Source text
-*-*-
Studio album by School of Seven Bells
- Released: July 7, 2010
- Genre: Indie rock; dream pop; shoegaze; electronic;
- Length: 50:11
- Label: Vagrant; Ghostly International;
- Producer: Benjamin Curtis

School of Seven Bells chronology
| Alpinisms (2008) | Disconnect from Desire (2010) | Ghostory (2012) |

Singles from Disconnect from Desire
- "Windstorm" Released: June 1, 2010; "Heart Is Strange" Released: September 14, 2010; "I L U" Released: December 5, 2010;

= Disconnect from Desire =

Disconnect from Desire is the second studio album by American indie rock band School of Seven Bells, released on July 7, 2010 by Vagrant Records and Ghostly International. It debuted at number 200 on the Billboard 200. A deluxe limited edition of the album was released in a box set containing 10 exclusive tarot cards and a bonus disc of alternate versions of the band's debut album Alpinisms.

Professional ratings
Aggregate scores
| Source | Rating |
| Metacritic | 69/100 |
Review scores
| Source | Rating |
| AllMusic |  |
| The A.V. Club | C |
| Clash | 6/10 |
| Consequence of Sound |  |
| The Guardian |  |
| Pitchfork Media | 8.0/10 |
| PopMatters |  |
| Rolling Stone |  |
| Slant Magazine |  |
| Spin | 7/10 |

==Track listing==

| No. | Title | Length |
|---|---|---|
| 1. | "Windstorm" | 3:44 |
| 2. | "Heart Is Strange" | 5:01 |
| 3. | "Dust Devil" | 6:02 |
| 4. | "I L U" | 4:40 |
| 5. | "Babelonia" | 5:01 |
| 6. | "Joviann" | 5:06 |
| 7. | "Camarilla" | 4:52 |
| 8. | "Dial" | 4:54 |
| 9. | "Bye Bye Bye" | 4:15 |
| 10. | "The Wait" | 6:36 |
| Total length: |  | 50:11 |

Japanese edition bonus tracks
| No. | Title | Length |
|---|---|---|
| 11. | "Crescent Gold" | 4:22 |
| 12. | "Windstorm" (A Place to Bury Strangers Remix) | 4:50 |
| Total length: |  | 59:23 |

Deluxe limited edition box set bonus disc: Alpinisms (alternate versions)
-*-*-
Items from a dataset
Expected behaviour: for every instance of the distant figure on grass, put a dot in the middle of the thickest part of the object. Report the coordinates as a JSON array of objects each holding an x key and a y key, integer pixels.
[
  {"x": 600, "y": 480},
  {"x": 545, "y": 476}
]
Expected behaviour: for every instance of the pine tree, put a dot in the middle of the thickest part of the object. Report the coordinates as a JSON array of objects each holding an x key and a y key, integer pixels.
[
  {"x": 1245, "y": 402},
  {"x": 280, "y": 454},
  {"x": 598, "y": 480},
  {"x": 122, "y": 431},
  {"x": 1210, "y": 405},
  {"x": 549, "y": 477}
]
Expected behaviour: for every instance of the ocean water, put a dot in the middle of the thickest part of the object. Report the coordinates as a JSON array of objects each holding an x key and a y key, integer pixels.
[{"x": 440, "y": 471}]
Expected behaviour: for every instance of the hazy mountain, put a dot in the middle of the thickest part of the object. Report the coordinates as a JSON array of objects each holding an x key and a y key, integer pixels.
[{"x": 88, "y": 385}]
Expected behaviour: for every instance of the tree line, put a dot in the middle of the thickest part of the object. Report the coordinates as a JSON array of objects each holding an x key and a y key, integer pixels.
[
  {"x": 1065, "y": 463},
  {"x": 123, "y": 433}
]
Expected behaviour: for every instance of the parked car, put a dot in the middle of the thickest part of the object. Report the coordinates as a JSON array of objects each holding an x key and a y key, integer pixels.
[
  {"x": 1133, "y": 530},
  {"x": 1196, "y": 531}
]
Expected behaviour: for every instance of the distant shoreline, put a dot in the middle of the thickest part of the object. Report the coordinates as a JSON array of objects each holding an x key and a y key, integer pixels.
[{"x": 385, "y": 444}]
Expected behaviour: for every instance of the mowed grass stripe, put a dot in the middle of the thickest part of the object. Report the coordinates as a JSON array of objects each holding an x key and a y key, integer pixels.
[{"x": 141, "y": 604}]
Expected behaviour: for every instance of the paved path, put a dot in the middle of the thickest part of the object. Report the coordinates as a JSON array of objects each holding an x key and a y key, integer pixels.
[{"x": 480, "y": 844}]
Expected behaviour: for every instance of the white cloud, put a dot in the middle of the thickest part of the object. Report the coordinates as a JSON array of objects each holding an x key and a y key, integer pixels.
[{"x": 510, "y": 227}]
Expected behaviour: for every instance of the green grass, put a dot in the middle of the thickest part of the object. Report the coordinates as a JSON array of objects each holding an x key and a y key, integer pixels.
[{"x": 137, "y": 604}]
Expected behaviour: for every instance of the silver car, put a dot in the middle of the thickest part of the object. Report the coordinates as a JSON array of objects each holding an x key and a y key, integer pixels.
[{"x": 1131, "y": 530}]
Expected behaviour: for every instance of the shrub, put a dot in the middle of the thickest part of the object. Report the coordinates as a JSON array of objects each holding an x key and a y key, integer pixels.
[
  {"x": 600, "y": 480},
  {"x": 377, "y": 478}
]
-*-*-
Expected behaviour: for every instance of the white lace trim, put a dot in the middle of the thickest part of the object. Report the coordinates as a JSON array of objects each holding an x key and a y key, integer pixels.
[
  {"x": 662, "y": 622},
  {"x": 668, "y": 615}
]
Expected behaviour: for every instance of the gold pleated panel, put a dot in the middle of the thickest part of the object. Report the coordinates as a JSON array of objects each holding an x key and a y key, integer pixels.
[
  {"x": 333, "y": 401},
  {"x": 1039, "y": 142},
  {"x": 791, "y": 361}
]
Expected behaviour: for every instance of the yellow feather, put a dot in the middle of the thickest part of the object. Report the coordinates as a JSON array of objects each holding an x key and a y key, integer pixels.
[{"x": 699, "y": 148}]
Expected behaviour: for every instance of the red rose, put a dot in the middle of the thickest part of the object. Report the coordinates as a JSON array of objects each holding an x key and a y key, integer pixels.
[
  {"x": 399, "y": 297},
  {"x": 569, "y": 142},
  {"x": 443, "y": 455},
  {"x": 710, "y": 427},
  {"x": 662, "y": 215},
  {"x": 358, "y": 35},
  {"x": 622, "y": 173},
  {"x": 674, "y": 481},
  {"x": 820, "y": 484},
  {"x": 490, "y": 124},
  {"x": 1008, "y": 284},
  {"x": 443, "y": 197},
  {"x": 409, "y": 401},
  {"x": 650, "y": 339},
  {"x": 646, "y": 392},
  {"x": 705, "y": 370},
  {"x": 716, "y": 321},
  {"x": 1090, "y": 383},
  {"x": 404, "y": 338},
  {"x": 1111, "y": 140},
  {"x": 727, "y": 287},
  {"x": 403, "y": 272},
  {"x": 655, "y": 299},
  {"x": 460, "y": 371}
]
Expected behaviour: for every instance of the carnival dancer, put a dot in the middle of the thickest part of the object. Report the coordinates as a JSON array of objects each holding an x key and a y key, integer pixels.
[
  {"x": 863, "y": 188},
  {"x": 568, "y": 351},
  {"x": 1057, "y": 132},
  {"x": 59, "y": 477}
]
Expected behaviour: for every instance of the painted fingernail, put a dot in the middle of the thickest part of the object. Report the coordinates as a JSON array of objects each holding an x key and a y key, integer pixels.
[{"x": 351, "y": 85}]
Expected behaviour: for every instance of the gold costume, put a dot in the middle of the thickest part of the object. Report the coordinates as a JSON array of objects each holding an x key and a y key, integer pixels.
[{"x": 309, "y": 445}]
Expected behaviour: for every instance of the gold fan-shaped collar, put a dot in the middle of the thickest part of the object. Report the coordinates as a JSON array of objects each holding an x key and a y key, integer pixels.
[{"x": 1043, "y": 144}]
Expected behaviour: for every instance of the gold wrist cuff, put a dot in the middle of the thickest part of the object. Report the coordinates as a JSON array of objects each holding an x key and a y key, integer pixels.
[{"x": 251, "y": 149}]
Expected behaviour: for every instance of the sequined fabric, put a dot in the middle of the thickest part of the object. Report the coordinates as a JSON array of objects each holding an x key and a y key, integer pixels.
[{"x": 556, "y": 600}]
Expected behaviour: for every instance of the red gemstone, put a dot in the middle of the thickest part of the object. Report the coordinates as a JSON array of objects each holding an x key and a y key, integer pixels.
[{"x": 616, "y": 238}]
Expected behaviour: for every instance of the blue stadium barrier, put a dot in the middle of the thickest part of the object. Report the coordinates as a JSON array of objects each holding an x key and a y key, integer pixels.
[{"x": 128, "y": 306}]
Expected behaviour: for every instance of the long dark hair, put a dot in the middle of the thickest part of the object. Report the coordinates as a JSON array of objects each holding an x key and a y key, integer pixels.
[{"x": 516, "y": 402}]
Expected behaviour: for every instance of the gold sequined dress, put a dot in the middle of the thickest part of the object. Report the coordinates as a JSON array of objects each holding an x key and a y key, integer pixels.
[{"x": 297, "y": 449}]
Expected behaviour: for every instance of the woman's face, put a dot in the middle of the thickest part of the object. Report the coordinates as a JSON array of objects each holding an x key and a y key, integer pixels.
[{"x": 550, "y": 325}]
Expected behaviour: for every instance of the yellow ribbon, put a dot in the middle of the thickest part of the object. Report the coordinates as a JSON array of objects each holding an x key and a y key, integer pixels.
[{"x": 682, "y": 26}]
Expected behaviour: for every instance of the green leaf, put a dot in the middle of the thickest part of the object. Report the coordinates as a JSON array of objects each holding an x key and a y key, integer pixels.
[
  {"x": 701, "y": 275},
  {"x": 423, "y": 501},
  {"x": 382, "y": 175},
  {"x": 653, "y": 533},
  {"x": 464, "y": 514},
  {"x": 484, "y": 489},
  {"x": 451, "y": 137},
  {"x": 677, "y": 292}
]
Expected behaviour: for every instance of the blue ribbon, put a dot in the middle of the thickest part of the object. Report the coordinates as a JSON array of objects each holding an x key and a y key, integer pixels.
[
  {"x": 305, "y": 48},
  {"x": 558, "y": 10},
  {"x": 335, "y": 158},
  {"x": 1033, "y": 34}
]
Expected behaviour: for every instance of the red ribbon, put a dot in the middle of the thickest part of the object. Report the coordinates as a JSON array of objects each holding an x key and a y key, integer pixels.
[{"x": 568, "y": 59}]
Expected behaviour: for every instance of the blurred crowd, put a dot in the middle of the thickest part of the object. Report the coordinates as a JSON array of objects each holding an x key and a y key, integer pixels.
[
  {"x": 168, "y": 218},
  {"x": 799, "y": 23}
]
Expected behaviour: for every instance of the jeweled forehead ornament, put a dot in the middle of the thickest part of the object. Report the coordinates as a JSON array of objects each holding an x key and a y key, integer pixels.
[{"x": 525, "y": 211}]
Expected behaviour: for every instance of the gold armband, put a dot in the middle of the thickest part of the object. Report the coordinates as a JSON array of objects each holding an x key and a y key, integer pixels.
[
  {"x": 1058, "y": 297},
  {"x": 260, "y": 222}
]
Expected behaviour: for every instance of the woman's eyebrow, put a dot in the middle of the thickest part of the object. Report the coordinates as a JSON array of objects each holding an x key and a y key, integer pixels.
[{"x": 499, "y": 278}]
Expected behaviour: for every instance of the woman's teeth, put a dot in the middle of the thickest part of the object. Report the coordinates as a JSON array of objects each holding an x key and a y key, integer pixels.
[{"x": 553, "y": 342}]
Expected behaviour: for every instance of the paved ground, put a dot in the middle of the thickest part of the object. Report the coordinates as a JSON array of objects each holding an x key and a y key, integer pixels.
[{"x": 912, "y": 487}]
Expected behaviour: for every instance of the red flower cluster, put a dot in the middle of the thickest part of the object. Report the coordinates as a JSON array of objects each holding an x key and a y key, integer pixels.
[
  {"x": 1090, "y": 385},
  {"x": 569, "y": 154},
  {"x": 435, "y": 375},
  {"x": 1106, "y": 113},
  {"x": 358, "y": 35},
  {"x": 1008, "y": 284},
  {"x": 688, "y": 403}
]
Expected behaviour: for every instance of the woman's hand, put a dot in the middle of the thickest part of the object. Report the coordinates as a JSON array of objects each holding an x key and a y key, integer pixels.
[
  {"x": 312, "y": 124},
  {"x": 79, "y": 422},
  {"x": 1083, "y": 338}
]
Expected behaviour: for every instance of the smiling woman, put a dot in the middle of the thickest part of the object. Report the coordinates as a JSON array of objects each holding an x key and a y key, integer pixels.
-*-*-
Work required
According to the album text, what did the deluxe limited edition box set of Disconnect from Desire contain? The records play no part in what is asked here.

Task answer
It contained 10 exclusive tarot cards and a bonus disc of alternate versions of the band's debut album Alpinisms.